:: Task brief ::
Starting at the line that contains "Expected: one point per instance of the ground, each", copy each line through the end of the listing below. Include both ends and output nothing more.

··· Data to use ···

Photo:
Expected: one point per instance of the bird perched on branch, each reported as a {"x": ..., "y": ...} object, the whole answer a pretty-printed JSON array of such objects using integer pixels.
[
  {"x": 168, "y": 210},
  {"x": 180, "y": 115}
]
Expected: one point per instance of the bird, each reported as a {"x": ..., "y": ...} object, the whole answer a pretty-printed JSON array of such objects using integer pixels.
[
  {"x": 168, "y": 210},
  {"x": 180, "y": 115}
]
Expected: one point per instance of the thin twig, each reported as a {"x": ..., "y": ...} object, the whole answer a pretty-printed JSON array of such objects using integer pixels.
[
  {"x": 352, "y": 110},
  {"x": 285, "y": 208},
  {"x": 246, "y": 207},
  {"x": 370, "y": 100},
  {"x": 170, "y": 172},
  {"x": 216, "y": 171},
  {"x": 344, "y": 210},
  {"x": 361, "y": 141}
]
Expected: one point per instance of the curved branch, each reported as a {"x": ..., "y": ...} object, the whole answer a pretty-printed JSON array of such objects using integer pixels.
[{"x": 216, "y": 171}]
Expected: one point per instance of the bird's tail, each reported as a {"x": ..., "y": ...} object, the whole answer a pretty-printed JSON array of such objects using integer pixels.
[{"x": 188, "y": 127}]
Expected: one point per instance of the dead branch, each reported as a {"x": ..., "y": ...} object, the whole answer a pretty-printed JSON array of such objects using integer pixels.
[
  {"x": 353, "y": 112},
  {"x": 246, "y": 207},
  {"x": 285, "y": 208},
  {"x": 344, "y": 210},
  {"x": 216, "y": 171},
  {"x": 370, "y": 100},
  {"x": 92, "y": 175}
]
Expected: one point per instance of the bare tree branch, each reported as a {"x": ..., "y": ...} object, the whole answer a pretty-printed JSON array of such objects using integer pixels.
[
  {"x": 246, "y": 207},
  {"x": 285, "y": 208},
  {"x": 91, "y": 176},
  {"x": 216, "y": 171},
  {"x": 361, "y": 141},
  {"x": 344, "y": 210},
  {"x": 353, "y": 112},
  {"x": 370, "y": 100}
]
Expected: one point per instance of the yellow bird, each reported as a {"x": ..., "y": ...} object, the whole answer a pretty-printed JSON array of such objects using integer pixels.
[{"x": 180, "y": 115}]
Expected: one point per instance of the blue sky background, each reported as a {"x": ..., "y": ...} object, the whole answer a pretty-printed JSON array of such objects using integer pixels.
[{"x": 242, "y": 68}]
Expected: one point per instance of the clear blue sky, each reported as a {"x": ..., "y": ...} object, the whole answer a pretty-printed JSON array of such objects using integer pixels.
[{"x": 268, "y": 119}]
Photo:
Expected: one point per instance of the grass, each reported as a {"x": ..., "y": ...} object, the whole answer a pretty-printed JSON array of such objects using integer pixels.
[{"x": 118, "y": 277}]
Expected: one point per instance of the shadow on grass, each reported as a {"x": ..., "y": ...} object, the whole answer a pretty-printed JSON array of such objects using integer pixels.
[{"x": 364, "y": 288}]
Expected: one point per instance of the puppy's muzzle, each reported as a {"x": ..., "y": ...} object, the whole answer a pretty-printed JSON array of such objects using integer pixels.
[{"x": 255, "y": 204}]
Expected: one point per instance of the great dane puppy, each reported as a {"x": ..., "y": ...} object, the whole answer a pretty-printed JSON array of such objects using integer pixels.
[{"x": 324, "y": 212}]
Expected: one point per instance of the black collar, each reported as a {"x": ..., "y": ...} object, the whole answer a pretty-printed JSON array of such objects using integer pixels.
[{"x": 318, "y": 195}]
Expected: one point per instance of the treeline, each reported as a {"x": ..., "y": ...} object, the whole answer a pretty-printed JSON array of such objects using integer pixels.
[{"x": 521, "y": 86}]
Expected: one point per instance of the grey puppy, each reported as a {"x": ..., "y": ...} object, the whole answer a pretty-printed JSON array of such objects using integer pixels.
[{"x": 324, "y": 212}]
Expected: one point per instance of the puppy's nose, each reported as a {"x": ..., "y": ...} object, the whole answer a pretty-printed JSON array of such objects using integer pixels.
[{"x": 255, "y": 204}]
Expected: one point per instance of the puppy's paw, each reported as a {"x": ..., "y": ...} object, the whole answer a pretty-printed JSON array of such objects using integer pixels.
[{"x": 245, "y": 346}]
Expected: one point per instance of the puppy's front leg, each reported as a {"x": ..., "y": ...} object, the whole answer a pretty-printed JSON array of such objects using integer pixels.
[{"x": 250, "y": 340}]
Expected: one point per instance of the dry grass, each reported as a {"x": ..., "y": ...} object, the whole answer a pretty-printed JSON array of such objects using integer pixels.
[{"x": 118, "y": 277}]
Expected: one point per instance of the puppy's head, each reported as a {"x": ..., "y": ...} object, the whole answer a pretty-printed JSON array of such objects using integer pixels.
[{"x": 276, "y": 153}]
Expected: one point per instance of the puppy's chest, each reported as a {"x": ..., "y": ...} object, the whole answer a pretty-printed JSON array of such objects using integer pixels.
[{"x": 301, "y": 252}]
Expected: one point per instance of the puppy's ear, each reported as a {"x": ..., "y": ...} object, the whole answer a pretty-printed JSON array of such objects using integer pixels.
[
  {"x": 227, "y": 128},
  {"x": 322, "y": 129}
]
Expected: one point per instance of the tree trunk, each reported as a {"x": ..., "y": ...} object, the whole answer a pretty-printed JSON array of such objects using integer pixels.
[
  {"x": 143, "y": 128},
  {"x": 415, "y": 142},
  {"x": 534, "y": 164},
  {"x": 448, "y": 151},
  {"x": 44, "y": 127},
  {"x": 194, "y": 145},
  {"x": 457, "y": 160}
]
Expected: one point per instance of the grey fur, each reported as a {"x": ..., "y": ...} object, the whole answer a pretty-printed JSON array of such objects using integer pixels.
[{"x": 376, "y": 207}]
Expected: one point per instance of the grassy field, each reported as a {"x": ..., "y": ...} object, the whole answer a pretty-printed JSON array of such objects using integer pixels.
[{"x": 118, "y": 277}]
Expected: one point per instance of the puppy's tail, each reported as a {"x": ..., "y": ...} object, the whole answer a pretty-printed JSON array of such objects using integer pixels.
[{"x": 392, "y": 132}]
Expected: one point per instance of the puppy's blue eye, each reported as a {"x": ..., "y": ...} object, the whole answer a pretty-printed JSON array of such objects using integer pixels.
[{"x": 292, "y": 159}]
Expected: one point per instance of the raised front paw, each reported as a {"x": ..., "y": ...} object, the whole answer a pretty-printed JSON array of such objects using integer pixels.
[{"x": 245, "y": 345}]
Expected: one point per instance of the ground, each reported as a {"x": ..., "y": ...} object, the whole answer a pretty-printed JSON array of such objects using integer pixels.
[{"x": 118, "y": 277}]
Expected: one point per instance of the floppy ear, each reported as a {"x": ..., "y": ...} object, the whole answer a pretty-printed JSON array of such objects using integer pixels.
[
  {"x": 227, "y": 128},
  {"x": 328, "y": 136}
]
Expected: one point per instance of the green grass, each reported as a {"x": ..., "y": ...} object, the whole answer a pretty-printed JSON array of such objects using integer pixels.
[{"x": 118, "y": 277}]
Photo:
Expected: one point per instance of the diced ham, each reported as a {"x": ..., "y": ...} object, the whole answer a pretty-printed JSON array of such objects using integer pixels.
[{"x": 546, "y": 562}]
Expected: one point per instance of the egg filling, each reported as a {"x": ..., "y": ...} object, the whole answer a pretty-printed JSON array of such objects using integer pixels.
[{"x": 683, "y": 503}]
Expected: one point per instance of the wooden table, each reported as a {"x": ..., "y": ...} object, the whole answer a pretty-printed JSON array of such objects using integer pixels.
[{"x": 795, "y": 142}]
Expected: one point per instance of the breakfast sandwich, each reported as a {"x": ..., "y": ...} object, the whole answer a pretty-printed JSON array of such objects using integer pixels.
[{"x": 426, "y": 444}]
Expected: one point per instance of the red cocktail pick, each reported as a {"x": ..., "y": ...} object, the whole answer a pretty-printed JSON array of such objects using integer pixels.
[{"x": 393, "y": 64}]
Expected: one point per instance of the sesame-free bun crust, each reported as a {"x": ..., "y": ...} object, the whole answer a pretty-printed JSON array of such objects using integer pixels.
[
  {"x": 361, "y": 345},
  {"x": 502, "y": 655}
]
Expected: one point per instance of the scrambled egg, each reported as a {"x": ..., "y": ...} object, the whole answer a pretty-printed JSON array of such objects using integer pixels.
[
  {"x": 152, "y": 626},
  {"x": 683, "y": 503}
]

···

:: Solution to this problem ::
Expected: one point per instance of the ground, each reported as a {"x": ..., "y": ...} object, the whole answer a pretty-printed JSON array of such objects using integer pixels.
[{"x": 118, "y": 277}]
Expected: one point per instance of the floppy ear, each reported as a {"x": ..., "y": ...} object, the whole answer a pretty-printed JSON array of such objects using integer pixels.
[
  {"x": 227, "y": 128},
  {"x": 328, "y": 136}
]
Expected: one point per instance of the green grass, each reported as a {"x": ..., "y": ...} object, the whole answer a pretty-printed JSON array of such objects using integer pixels.
[{"x": 118, "y": 277}]
Photo:
Expected: one point per instance of the diced ham, each reported as a {"x": ..., "y": ...} object, the whole answer a pretty-printed JSON array of such objects using integer pixels.
[{"x": 546, "y": 562}]
Expected: one point per instance of the egg filling, each reported as a {"x": ..., "y": ...} object, the whole answer a pretty-printed JSON array of such objects using integer pixels.
[{"x": 683, "y": 503}]
Expected: one point per instance of the wooden table, each reported as a {"x": ..., "y": ...} object, the whole answer a pretty-printed JSON array of such objects using integer pixels.
[{"x": 795, "y": 142}]
Expected: one point per instance of the breakfast sandwich, each reported as a {"x": ..., "y": ...} object, the whole answer a pretty-printed JSON array of such objects using integer pixels.
[{"x": 426, "y": 444}]
Expected: one point per instance of the red cocktail pick, each reported as a {"x": ..., "y": ...} object, the whole answer a pretty-printed JSON array of such objects using integer pixels.
[{"x": 393, "y": 64}]
Expected: one point per instance of the sesame-free bun crust, each reported as a {"x": ..., "y": ...} object, the whole answer a pretty-printed JSON array of such objects using integer pixels.
[
  {"x": 361, "y": 345},
  {"x": 502, "y": 655}
]
Expected: one point per instance of the scrambled egg, each reported as a {"x": ..., "y": ...} object, the whole answer a pretty-printed JSON array of such objects using integer pixels.
[
  {"x": 152, "y": 626},
  {"x": 683, "y": 503}
]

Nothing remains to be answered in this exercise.